• Set exercise:
Could you copy every one of the rows below word for word?

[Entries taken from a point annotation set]

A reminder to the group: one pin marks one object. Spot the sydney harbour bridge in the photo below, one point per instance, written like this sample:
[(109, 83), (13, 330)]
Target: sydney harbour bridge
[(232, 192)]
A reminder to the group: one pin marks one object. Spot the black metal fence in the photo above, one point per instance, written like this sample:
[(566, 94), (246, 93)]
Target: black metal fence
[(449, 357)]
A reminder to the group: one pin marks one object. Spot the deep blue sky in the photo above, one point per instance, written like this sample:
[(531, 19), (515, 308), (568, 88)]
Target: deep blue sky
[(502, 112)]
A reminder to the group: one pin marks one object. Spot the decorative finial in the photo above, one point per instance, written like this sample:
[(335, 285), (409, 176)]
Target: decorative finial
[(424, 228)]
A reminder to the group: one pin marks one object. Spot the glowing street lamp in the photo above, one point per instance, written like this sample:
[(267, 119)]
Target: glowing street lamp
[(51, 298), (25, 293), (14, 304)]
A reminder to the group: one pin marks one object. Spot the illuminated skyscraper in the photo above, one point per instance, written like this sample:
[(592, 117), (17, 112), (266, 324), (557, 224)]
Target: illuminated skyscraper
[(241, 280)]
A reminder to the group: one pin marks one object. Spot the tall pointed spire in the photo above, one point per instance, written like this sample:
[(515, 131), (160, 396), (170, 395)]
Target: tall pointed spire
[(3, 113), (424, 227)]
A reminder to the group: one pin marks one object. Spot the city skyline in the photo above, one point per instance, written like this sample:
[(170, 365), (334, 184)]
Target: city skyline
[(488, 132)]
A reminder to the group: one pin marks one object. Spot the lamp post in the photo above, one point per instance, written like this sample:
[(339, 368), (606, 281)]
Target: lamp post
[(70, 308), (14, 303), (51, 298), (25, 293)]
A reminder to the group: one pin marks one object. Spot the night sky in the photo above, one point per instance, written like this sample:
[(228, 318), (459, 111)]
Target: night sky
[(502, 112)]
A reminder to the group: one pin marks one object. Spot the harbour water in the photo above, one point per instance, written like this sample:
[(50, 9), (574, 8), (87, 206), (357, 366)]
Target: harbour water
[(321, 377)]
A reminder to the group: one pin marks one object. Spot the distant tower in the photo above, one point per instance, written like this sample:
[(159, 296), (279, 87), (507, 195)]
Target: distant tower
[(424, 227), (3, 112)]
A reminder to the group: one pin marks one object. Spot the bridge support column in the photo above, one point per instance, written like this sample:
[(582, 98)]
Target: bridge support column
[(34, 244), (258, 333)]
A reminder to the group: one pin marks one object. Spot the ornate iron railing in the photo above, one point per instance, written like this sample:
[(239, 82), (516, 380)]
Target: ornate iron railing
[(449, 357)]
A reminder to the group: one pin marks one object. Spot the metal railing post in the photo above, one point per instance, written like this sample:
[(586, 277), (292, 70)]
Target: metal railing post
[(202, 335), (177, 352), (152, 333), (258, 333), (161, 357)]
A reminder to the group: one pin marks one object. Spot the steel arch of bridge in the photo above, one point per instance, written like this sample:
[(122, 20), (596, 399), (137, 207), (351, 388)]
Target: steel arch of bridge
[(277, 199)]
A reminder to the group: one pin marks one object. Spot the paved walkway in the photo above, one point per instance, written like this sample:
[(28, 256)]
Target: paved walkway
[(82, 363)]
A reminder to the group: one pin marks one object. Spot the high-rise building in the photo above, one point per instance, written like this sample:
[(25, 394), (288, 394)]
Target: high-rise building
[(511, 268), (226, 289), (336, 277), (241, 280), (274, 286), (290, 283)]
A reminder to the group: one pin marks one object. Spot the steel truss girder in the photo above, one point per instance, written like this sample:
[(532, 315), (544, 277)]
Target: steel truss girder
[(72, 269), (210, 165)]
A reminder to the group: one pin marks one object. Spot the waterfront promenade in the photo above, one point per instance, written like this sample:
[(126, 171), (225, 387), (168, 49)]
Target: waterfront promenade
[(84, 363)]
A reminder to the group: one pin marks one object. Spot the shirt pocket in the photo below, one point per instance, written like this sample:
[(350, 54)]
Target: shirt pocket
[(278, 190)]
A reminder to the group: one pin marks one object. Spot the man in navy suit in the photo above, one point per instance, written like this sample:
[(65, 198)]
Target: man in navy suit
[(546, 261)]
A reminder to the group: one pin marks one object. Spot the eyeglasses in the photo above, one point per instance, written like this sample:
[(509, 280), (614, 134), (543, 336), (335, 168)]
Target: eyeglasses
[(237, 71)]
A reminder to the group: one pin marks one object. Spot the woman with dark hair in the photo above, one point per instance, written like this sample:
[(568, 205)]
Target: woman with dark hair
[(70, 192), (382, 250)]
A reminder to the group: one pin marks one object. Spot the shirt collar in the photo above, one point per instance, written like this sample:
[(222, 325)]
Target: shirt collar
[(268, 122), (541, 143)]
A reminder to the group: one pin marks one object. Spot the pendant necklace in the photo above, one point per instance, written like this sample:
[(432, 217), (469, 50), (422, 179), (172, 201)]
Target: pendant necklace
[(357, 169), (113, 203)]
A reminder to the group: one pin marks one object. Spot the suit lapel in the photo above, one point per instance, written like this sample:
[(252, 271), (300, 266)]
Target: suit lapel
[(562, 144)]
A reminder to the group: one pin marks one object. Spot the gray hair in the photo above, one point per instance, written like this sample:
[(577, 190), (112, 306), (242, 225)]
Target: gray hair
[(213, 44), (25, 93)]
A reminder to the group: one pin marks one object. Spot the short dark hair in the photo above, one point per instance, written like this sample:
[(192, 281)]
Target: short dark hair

• Result:
A reminder to the group: one pin marks one object. Spot the sydney harbour bridge in the photo below, one point per instance, written like this sample:
[(109, 83), (13, 330)]
Target: sydney harbour bridge
[(232, 192)]
A reminder to the group: one pin marks one object. Spot the black metal fence in the photo above, one point per instance, written like this sample:
[(566, 94), (246, 93)]
Target: black metal fence
[(449, 357)]
A reminder to the group: one pin marks one object. Spot the deep blue sky in the photo above, one point per instance, written like this sample:
[(531, 19), (515, 308), (568, 88)]
Target: deep blue sky
[(502, 112)]
A reminder to the group: one pin marks one object. Spot the decorative finial in the photo above, one point per instance, written like this sample:
[(335, 285), (409, 176)]
Target: decorative finial
[(424, 228)]
A reminder to the group: one pin marks one object. Spot the glowing street lamp in the photo above, one point per instance, written like this sample:
[(267, 119)]
Target: glowing street lamp
[(51, 298), (25, 293), (14, 304)]
A reminder to the group: one pin marks one object. Spot the illuminated skyscraper in the photo above, one point per instance, written like this sample:
[(592, 117), (17, 112), (266, 324), (557, 224)]
Target: illuminated skyscraper
[(241, 280)]
A reminder to the group: one pin marks one object. Spot the tall pointed spire in the photo above, one point per instance, written like this sample:
[(515, 131), (160, 396), (170, 395)]
Target: tall pointed spire
[(3, 113), (424, 227)]
A reminder to the group: one pin marks one object. Spot the city skyline in the photo above, one point per instance, written like this sample:
[(170, 365), (334, 184)]
Target: city skyline
[(488, 132)]
A reminder to the group: one pin marks one object. Spot the lamp post in the photo above, one point per instance, written like this sample:
[(339, 368), (606, 281)]
Target: lamp post
[(70, 308), (14, 303), (51, 298), (25, 293)]
A reminder to the group: one pin marks one object. Spot the night sky in the photo above, one point per instance, written like this sample:
[(228, 318), (459, 111)]
Target: night sky
[(502, 112)]
A reminder to the group: one pin marks one object. Spot the harbour water in the photo above, one point per instance, written like this sample:
[(50, 9), (574, 8), (87, 206), (357, 366)]
Target: harbour water
[(321, 377)]
A reminder to the group: one pin marks one object. Spot the distant tower in the photo above, one point per instance, written like this sample:
[(159, 296), (279, 87), (507, 195)]
Target: distant tower
[(424, 227), (3, 112)]
A reminder to the group: one pin marks one object. Spot the bridge support column in the photo above, one point per instance, written like this sample:
[(582, 98)]
Target: bridge support column
[(34, 244), (258, 333)]
A reminder to the group: one pin marks one object. Spot the ornate iron railing in the photo above, one point per instance, written like this sample:
[(239, 82), (516, 380)]
Target: ornate iron railing
[(449, 357)]
A reminder to the group: one pin marks one object. Spot the metal railing post in the photo above, one point per instance, written like this sample:
[(586, 277), (292, 70)]
Target: metal railing post
[(202, 335), (177, 352), (152, 333), (258, 333), (161, 357)]
A reminder to the group: one pin marks one object. Spot the steel arch of bridge in the photo above, one point per instance, written like this sample:
[(122, 20), (596, 399), (137, 207), (351, 388)]
Target: steel arch of bridge
[(277, 199)]
A reminder to the group: one pin marks one object. Spot the paved walkway in the photo above, one point per instance, written like this sample:
[(28, 256)]
Target: paved walkway
[(82, 363)]
A reminder to the group: one pin marks one object. Spot the high-rise building in the photo above, one point per instance, written like this sample:
[(25, 394), (288, 394)]
Target: high-rise building
[(511, 268), (226, 289), (336, 277), (241, 280), (274, 286), (290, 283)]
A reminder to the group: one pin marks one object. Spot the steel truss girder in the photo above, one point per instance, written like this sample:
[(532, 315), (544, 277)]
Target: steel truss girder
[(72, 269), (210, 165)]
A reminder to the group: one pin marks one object. Spot the waterfront promenade in the photo above, one point per instance, written like this sample:
[(126, 171), (225, 387), (168, 49)]
Target: waterfront promenade
[(84, 363)]
A reminder to the group: one pin marks one object. Spot the shirt pocket in the photo below, one point per instance, written like this sample:
[(350, 54)]
Target: shirt pocket
[(278, 190)]
A reminder to the group: one pin marks one object. Spot the man in navy suit in the photo above, one point per instance, written like this sample:
[(65, 198)]
Target: man in navy suit
[(546, 261)]
A reminder to the group: one pin marks one object. Spot the eyeglasses in the photo above, one point per instance, written like this sample:
[(509, 280), (614, 134), (543, 336), (335, 168)]
Target: eyeglasses
[(237, 71)]
A reminder to the group: one pin marks one object. Spot the woman with dark hair in the photo above, one point per instance, written like this sample:
[(568, 205)]
Target: woman with dark hair
[(70, 192), (382, 250)]
A reminder to the group: one pin marks one object. Spot the shirt collar in the photo above, one point per instance, written like this sample:
[(222, 325)]
Target: shirt collar
[(268, 122), (541, 143)]
A reminder to the group: one pin marks one object. Spot the pendant necklace in the photo above, one point per instance, written like this sample:
[(432, 217), (469, 50), (422, 179), (172, 201)]
Target: pendant necklace
[(357, 169), (113, 203)]
A reminder to the group: one pin marks one object. Spot the suit lapel in the photo above, one point per instance, written like this sample:
[(252, 271), (300, 266)]
Target: suit lapel
[(562, 144)]
A reminder to the group: one pin marks one object. Spot the gray hair in the photo above, one point per instance, written like this sample:
[(577, 190), (112, 306), (242, 225)]
Target: gray hair
[(213, 44), (25, 93)]
A reminder to the group: one pin marks one object. Spot the short dark hair in the photo above, one point per instance, written like this sample:
[(192, 281)]
Target: short dark hair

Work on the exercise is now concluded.